* [Set problem]: Please reproduce the listing below word for word, keeping every line.

--- START ---

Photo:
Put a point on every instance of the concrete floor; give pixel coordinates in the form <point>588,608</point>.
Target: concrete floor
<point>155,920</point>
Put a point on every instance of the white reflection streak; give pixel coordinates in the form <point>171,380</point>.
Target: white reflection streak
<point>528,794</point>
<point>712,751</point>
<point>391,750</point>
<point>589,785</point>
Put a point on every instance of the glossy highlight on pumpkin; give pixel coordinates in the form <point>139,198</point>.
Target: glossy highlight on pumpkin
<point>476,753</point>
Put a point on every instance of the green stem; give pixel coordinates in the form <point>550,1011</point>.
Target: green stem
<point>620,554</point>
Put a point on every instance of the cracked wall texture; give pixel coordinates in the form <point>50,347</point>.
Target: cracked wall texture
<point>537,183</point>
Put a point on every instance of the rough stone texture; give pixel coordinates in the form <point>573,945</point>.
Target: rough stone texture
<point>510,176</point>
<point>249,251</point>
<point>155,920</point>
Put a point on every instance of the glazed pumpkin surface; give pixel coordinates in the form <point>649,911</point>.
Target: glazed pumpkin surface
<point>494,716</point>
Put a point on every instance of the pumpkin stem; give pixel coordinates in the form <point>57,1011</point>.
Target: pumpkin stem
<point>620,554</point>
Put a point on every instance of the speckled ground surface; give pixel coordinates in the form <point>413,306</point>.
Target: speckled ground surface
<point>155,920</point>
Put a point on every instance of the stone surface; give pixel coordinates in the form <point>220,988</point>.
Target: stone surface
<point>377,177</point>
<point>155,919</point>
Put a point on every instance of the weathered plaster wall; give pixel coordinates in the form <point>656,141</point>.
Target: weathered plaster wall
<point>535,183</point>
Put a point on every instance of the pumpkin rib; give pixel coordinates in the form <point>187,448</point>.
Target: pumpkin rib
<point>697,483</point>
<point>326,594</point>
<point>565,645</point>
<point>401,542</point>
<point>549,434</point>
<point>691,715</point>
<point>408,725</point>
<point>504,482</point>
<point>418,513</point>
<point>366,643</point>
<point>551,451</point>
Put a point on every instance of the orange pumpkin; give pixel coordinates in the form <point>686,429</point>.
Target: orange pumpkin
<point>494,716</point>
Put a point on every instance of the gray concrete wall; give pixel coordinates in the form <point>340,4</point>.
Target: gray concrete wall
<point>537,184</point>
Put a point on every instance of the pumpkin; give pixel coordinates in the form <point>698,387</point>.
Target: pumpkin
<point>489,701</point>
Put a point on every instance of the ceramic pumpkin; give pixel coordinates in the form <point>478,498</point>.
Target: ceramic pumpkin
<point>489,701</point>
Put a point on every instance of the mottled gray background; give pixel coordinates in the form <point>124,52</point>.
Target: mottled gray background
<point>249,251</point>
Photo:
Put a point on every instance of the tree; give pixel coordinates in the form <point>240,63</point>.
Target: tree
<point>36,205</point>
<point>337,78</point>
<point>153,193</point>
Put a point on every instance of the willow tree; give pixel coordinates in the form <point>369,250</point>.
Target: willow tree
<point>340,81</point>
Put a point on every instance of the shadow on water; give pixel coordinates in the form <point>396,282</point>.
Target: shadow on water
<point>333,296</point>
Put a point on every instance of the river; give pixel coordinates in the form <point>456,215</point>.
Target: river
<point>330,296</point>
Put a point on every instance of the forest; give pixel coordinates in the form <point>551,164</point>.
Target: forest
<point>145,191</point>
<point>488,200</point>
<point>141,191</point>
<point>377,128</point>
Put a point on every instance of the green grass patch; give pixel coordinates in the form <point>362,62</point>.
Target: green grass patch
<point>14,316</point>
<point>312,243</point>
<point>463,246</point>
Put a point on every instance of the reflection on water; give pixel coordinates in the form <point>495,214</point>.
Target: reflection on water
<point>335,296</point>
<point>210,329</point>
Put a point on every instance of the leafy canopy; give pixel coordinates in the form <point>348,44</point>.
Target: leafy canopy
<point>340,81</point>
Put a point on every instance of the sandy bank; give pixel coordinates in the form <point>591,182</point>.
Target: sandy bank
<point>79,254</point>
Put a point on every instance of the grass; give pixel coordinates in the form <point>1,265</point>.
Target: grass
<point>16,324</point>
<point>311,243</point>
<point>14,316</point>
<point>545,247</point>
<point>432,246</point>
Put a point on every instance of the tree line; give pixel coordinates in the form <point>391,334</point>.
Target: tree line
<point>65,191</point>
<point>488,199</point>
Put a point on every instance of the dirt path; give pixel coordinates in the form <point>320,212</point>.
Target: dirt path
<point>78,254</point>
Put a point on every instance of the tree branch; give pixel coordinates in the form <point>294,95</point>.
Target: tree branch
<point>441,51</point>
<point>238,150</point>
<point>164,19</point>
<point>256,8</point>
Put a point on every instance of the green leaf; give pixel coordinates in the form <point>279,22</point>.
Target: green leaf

--- END ---

* [Result of this task]:
Photo:
Put a point on every instance of the concrete floor; give pixel coordinates in the form <point>588,608</point>.
Target: concrete floor
<point>155,920</point>
Put a point on every instance of the white reflection streak; give pixel coordinates in the form <point>171,380</point>.
Target: white reflection streak
<point>528,794</point>
<point>712,751</point>
<point>391,750</point>
<point>589,785</point>
Put a point on every instance of the glossy highlight on pumpkin; give pixel coordinates in the form <point>139,198</point>.
Target: glossy highlight on pumpkin
<point>476,753</point>
Put a point on every instance of the green stem; give pixel coordinates in the form <point>550,1011</point>.
Target: green stem
<point>620,554</point>
Put a point on every instance of the cracked wall texture; give pixel coordinates in the form <point>50,347</point>.
Target: cracked wall texture
<point>537,183</point>
Put a point on every instance of the rough stone texture; give pixel coordinates in the form <point>573,945</point>.
Target: rough stone texture
<point>510,176</point>
<point>249,251</point>
<point>155,920</point>
Put a point on every instance of the glazed pumpkin surface; give pixel coordinates in the form <point>649,911</point>.
Target: glazed pumpkin surface
<point>494,716</point>
Put a point on every instance of the pumpkin stem; give pixel coordinates in the form <point>57,1011</point>.
Target: pumpkin stem
<point>620,554</point>
Put a point on every instance of the speckled ground surface; give pixel coordinates in the form <point>413,306</point>.
Target: speckled ground surface
<point>155,920</point>
Put a point on every instance of the stone surface; give pixel coordinates in the form <point>220,988</point>.
Target: stone surface
<point>377,177</point>
<point>155,919</point>
Put a point on every instance of the weathered plaster wall; give pixel coordinates in the form <point>656,141</point>.
Target: weathered plaster wall
<point>535,183</point>
Put a point on every instance of the pumpkin rib; give pixel coordinates in the form <point>187,448</point>.
Target: pumpkin rib
<point>697,483</point>
<point>326,594</point>
<point>565,645</point>
<point>401,542</point>
<point>549,434</point>
<point>691,715</point>
<point>408,725</point>
<point>504,482</point>
<point>418,513</point>
<point>366,643</point>
<point>551,451</point>
Put a point on every instance of the orange pumpkin; give pixel coordinates in the form <point>686,429</point>.
Target: orange pumpkin
<point>494,716</point>
Put a point on every instance of the gray concrete wall; give pixel coordinates in the form <point>340,4</point>.
Target: gray concrete wall
<point>537,184</point>
Put a point on every instance of the pumpkin; give pixel coordinates in the form <point>698,387</point>.
Target: pumpkin
<point>489,701</point>
Put a point on every instance of the ceramic pumpkin; give pixel coordinates in the form <point>478,498</point>.
Target: ceramic pumpkin
<point>489,701</point>
Put a point on every instance of the mottled gray background; give pixel coordinates in the form <point>124,52</point>.
Target: mottled gray background
<point>249,251</point>
Photo:
Put a point on every instance of the tree; give pixel coordinates in the form <point>240,63</point>.
Target: tree
<point>36,205</point>
<point>337,78</point>
<point>153,193</point>
Put a point on every instance of the willow tree; give pixel coordinates in the form <point>369,250</point>.
Target: willow tree
<point>340,81</point>
Put a point on every instance of the shadow on water; give pixel coordinates in the form <point>396,282</point>.
Target: shadow on water
<point>333,296</point>
Put a point on every instance of the river; give pixel coordinates in the form <point>456,215</point>.
Target: river
<point>330,296</point>
Put a point on every instance of the forest; give pixel coordinates in the form <point>551,164</point>.
Target: forest
<point>145,191</point>
<point>488,200</point>
<point>141,191</point>
<point>377,128</point>
Put a point on every instance of the green grass patch; give pixel coordinates in the form <point>362,62</point>.
Target: green grass patch
<point>14,316</point>
<point>312,243</point>
<point>463,246</point>
Put a point on every instance of the reflection on water; give pixel coordinates in the form <point>495,214</point>.
Target: reflection on water
<point>335,296</point>
<point>210,329</point>
Put a point on every instance of the leafy canopy; give pixel coordinates in the form <point>348,44</point>.
Target: leafy canopy
<point>340,81</point>
Put a point on every instance of the sandy bank; give pixel coordinates in the form <point>591,182</point>.
Target: sandy bank
<point>79,254</point>
Put a point on every instance of the grass; give pixel coordinates in the form <point>1,265</point>.
Target: grass
<point>16,324</point>
<point>311,243</point>
<point>14,316</point>
<point>545,247</point>
<point>432,246</point>
Put a point on every instance of the tree line; give pixel coordinates in the form <point>391,334</point>.
Target: tree line
<point>65,191</point>
<point>488,199</point>
Put a point on every instance of the dirt path; give pixel coordinates in the form <point>320,212</point>.
Target: dirt path
<point>78,254</point>
Put a point on every instance of the tree branch; give pixel coordinates in the form <point>294,95</point>.
Target: tree branch
<point>441,51</point>
<point>238,150</point>
<point>164,19</point>
<point>256,8</point>
Put a point on every instance of the green leaf; give pixel coordinates in the form <point>279,22</point>.
Target: green leaf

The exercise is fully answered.